Exercise brief: Copy out the entries exactly, from the first line to the last.

[Saved entries]
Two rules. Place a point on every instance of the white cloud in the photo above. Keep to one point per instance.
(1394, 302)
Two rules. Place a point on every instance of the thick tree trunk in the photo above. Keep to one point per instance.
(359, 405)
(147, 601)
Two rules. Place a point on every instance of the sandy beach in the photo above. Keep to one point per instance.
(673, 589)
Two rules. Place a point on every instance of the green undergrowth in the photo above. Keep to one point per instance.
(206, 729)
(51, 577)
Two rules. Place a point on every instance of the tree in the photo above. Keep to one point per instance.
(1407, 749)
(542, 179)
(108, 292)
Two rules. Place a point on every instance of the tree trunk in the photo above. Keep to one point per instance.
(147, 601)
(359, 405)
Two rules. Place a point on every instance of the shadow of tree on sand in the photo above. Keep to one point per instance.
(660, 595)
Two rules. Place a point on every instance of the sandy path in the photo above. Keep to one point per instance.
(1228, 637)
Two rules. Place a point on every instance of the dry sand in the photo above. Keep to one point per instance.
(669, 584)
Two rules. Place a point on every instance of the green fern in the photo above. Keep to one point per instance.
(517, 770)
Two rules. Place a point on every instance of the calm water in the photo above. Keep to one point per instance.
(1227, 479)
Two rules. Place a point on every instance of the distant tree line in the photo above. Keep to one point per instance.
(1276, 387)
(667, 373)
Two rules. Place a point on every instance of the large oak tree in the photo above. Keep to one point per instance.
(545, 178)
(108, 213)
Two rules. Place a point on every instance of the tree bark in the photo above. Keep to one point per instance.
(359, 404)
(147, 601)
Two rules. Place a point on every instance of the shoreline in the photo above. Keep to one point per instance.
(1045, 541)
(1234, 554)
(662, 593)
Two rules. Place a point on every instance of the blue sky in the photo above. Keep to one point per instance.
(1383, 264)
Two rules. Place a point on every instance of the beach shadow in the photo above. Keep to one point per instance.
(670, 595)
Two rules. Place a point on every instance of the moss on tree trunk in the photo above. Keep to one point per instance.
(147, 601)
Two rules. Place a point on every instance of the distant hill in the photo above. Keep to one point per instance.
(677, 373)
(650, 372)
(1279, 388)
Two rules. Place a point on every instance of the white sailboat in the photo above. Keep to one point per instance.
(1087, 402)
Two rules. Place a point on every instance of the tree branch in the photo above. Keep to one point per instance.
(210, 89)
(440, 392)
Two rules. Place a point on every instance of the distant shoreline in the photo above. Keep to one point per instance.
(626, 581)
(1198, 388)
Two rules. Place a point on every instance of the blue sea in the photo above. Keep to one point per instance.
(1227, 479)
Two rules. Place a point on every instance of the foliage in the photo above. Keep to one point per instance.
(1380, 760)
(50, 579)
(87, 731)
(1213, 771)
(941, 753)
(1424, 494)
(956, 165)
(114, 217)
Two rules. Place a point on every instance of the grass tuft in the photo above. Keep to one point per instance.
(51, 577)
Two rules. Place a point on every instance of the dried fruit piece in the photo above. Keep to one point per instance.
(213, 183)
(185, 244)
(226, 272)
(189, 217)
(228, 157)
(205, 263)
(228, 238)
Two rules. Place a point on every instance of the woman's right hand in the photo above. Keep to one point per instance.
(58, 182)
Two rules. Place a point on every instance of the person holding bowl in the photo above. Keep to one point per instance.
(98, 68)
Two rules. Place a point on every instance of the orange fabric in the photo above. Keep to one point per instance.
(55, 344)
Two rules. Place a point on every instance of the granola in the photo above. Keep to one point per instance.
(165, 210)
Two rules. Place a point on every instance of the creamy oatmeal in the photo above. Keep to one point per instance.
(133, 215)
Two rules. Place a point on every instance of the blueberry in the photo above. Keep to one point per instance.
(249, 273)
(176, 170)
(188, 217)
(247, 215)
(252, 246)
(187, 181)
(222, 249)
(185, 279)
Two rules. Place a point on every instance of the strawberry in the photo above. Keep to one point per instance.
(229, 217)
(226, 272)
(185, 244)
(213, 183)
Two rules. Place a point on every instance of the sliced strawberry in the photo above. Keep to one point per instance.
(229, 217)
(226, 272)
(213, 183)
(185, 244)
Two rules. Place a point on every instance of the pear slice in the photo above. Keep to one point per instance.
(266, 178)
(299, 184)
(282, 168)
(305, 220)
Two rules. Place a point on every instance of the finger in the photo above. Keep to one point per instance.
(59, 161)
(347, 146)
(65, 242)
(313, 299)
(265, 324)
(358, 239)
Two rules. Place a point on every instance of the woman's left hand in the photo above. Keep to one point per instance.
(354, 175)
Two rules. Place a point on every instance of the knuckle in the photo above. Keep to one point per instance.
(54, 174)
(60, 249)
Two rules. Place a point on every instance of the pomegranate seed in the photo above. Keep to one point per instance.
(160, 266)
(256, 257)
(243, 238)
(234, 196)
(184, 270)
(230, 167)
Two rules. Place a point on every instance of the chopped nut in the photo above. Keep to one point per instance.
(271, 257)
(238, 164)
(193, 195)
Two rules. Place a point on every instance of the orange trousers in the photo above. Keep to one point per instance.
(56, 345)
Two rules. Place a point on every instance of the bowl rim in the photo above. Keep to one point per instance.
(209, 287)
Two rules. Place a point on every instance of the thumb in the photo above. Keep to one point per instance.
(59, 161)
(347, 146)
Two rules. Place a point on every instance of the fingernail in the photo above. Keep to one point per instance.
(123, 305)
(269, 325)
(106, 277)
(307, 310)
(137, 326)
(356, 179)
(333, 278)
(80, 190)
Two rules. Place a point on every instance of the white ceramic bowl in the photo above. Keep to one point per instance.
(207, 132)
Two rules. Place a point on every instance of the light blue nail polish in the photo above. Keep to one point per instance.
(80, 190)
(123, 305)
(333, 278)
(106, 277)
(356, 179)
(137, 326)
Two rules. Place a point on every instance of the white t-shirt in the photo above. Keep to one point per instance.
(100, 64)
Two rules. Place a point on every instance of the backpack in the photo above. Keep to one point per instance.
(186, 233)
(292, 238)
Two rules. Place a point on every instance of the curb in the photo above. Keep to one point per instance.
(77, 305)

Solved exercise:
Two rules. Place a point on every instance of the white cloud in the photo above. Keep to one point per instance.
(1394, 302)
Two rules. Place a point on every instance of the thick tree trunk in the photo above. Keep to one point per instance.
(359, 405)
(147, 601)
Two rules. Place a point on every instance of the sandy beach in the photo above. Keep to one point per instance.
(673, 589)
Two rules. Place a point on every instance of the green undergrowth in the photo above. Keep to one point per instance.
(206, 729)
(51, 577)
Two rules. Place a point on every instance of the tree in the photo above. Keep to one point per instance.
(1407, 749)
(542, 179)
(108, 292)
Two rules. Place a point on every instance of the tree trunk in the photo above. Keep to one point per instance.
(147, 601)
(359, 405)
Two rules. Place a point on every instance of the shadow of tree on sand in the photo above. Keep to one point per instance.
(660, 595)
Two rules. Place a point on every instance of the sandy path in the photo above. Keep to one point per instance.
(1228, 637)
Two rules. Place a point on every instance of the dry sand in the photo above. Keep to one point per instance.
(669, 584)
Two rules. Place a point on every instance of the green fern in the photo above. Keep to one point per instance.
(517, 770)
Two rules. Place a point on every instance of the calm water in the photo above. Keep to one point per instance.
(1227, 479)
Two rules. Place a point on every instance of the distant tree line in the photo above. Keep to one point per instance.
(1276, 387)
(667, 373)
Two rules. Place a point on every instance of the large oak tree in the photo above. Keep to one point per instance.
(545, 178)
(108, 213)
Two rules. Place a point on every instance of the tree bark in the photo above. Keep to one point per instance.
(359, 404)
(147, 601)
Two rules. Place a point on every instance of the shoreline in the photo above. Keep to one point per instance.
(1045, 541)
(1234, 554)
(662, 593)
Two rules. Place a point on every instance of the blue sky in the photo above. Keep to one point per instance.
(1383, 264)
Two rules. Place a point on every instance of the beach shadow in the photo above. Keep to one point per instance.
(670, 595)
Two rules. Place a point on every instance of the moss on tree trunk in the photo above. Keep to one point per instance.
(147, 601)
Two rules. Place a point on every instance of the distant hill in the photo above. Keep to one point per instance.
(677, 373)
(650, 372)
(1279, 388)
Two rules. Place a point on every instance of the white sailboat in the photo above. Keep to one point per instance.
(1087, 402)
Two rules. Place a point on every instance of the tree branch in the photo above. Keep to one point per instance.
(210, 89)
(440, 392)
Two rules. Place a point on every instance of the distant shoreline in the photo above. Keep to one point per instance.
(626, 581)
(1198, 388)
Two rules. Place a point on every instance of the blue sea in the photo above. Keep to one point per instance.
(1227, 479)
Two rules. Place a point on every instance of the foliage in the photo above. Keep to one point per instance.
(1380, 760)
(50, 579)
(87, 731)
(1213, 771)
(941, 753)
(1424, 494)
(956, 165)
(114, 217)
Two rules. Place a point on every instance of the grass tuft in the photo above. Keep to one point per instance.
(51, 577)
Two rules. Place a point on every instance of the dried fruit piece in the photo above. Keep to one point per instance.
(213, 183)
(185, 244)
(226, 272)
(189, 217)
(228, 157)
(205, 263)
(228, 238)
Two rules. Place a point on every instance of the woman's right hand in the photo above. Keep to one point per instance.
(58, 182)
Two rules. Place a point on every instance of the person holding bowl in the photo above. Keep to one point per instance.
(98, 68)
Two rules. Place a point on every instance of the orange fabric in the photo above. Keep to one point per instance.
(55, 344)
Two rules. Place a point on every instance of the granola in the photo above. Keep to one point per instance.
(165, 210)
Two rules. Place a point on every instance of the creamy oatmeal in the photo above. Keep to one point per instance.
(133, 215)
Two rules. Place a point on every instance of the blueberry in the photo above. Keep to one point per instance.
(249, 273)
(176, 170)
(188, 217)
(247, 215)
(252, 246)
(187, 181)
(222, 249)
(185, 279)
Two rules. Place a point on every instance of the strawberry in the photo above. Keep to one point per instance.
(229, 217)
(226, 272)
(185, 244)
(213, 183)
Two rules. Place a point on every instance of the sliced strawberry in the photo above. Keep to one point per instance.
(229, 217)
(226, 272)
(213, 183)
(185, 244)
Two rules. Place a point on every instance of the pear slice in the photo above. Keep to one point per instance.
(266, 178)
(299, 184)
(282, 168)
(305, 220)
Two rules. Place a point on every instance of the finger in the photo above. Keep to one point per instance.
(59, 161)
(347, 146)
(65, 242)
(313, 299)
(265, 324)
(358, 239)
Two rules. Place a point on every instance of the woman's left hand in the photo above. Keep to one point per instance.
(354, 175)
Two rules. Place a point on every instance of the knuckle in the photo above. Keep to one point per instance.
(54, 174)
(60, 249)
Two rules. Place a point on every instance of the pomegranate seed in the photo above. Keep to one point per instance.
(160, 266)
(256, 257)
(243, 238)
(234, 196)
(184, 270)
(230, 167)
Two rules. Place a point on every instance of the chopped nut in the photo above. Keep to one point per instance.
(271, 257)
(238, 164)
(193, 195)
Two rules. Place a point on every instance of the orange trousers in the photo above. Keep to one point per instance.
(56, 345)
Two rules. Place a point on every instance of the bowl rim in the photo above. Keep to one point per instance.
(209, 287)
Two rules. Place a point on every instance of the thumb in the photo above. Keep to one point per instance.
(59, 161)
(347, 146)
Two rules. Place a point on every instance of the fingernail in the photo above. Keep to one point per instance.
(123, 305)
(269, 325)
(106, 277)
(307, 310)
(137, 326)
(356, 179)
(333, 278)
(80, 190)
Two rules. Place a point on every instance of the white ceramic bowl in the photo above. Keep to one point per instance.
(207, 132)
Two rules. Place a point on every instance of the light blue nail polish in the photo above. Keep to one point per instance.
(80, 190)
(123, 305)
(333, 278)
(106, 277)
(356, 179)
(137, 326)
Two rules. Place a point on every instance of the white t-shirt in the photo above. Keep to one point per instance.
(100, 64)
Two rules. Place a point on every instance of the backpack in the photo above. Keep to one point per instance.
(186, 233)
(292, 238)
Two rules. Place a point on every instance of the curb in the photo above. Keep to one point per instance.
(77, 305)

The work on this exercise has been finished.